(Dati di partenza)

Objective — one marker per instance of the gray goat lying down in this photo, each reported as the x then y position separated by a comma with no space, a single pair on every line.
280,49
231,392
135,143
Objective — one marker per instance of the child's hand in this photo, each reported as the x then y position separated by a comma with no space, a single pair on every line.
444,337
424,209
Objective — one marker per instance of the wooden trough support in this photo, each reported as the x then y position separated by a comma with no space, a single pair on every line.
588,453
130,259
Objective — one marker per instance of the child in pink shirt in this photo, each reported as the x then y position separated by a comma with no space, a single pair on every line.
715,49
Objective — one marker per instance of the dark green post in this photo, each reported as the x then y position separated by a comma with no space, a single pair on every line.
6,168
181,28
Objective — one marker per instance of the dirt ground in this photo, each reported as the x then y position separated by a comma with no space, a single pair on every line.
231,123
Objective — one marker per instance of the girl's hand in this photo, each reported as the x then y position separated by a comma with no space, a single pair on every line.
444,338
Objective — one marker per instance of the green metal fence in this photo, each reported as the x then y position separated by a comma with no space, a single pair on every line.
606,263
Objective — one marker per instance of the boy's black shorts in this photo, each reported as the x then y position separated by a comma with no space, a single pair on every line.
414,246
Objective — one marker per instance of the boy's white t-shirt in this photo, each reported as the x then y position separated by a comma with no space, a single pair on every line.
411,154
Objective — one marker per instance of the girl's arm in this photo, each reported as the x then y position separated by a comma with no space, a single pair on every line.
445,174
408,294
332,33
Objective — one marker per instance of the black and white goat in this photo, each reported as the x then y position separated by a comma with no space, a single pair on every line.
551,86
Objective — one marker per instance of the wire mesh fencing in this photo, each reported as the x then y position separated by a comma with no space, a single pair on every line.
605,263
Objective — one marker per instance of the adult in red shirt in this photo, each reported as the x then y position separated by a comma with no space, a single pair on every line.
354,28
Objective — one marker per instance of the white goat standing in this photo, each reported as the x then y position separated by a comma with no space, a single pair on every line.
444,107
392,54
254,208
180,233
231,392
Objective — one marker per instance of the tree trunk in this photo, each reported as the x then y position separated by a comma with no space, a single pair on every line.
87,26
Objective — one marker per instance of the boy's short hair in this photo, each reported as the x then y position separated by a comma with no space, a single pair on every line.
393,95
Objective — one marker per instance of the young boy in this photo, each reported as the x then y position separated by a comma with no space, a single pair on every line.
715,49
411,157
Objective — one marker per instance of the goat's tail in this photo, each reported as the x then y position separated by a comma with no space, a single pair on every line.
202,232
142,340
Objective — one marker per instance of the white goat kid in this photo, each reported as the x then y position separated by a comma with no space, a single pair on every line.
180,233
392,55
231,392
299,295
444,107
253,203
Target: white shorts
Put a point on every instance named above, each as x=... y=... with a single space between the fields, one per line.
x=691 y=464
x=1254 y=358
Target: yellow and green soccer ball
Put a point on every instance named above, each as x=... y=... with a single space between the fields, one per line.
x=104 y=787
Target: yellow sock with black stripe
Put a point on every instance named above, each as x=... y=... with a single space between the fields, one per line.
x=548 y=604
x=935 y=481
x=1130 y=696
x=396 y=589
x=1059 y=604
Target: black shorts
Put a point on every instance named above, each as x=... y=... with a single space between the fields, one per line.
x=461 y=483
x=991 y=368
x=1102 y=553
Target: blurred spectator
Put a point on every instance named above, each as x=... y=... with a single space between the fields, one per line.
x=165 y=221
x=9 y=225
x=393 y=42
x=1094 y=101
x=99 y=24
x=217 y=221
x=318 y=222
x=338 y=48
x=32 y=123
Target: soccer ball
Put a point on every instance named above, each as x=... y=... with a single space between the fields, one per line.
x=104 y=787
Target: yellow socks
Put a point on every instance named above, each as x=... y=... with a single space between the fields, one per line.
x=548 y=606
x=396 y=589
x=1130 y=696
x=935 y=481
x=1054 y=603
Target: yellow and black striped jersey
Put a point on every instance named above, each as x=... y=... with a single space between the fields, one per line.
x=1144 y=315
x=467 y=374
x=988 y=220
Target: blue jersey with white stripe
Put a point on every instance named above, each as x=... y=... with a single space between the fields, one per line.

## Requisiti del compito:
Prendi le righe che vanno da quella che contiene "Target: yellow socks" fino all'ultima, entrambe comprese, e riscrivile sostituendo "jersey" con "shirt". Tutto il resto deve restare uguale.

## Soluzione dell'esercizio:
Target: yellow socks
Put a point on every instance named above, each as x=... y=... with a single space between the fields, one per line.
x=548 y=606
x=396 y=589
x=1130 y=696
x=935 y=481
x=1054 y=603
Target: yellow and black striped shirt
Put a point on every instance named above, each as x=... y=... with a single space between the fields, one per line.
x=1144 y=315
x=467 y=374
x=988 y=220
Target: blue shirt with white stripe
Put a point on every instance named above, each as x=... y=... with a single space between the fields, one per line.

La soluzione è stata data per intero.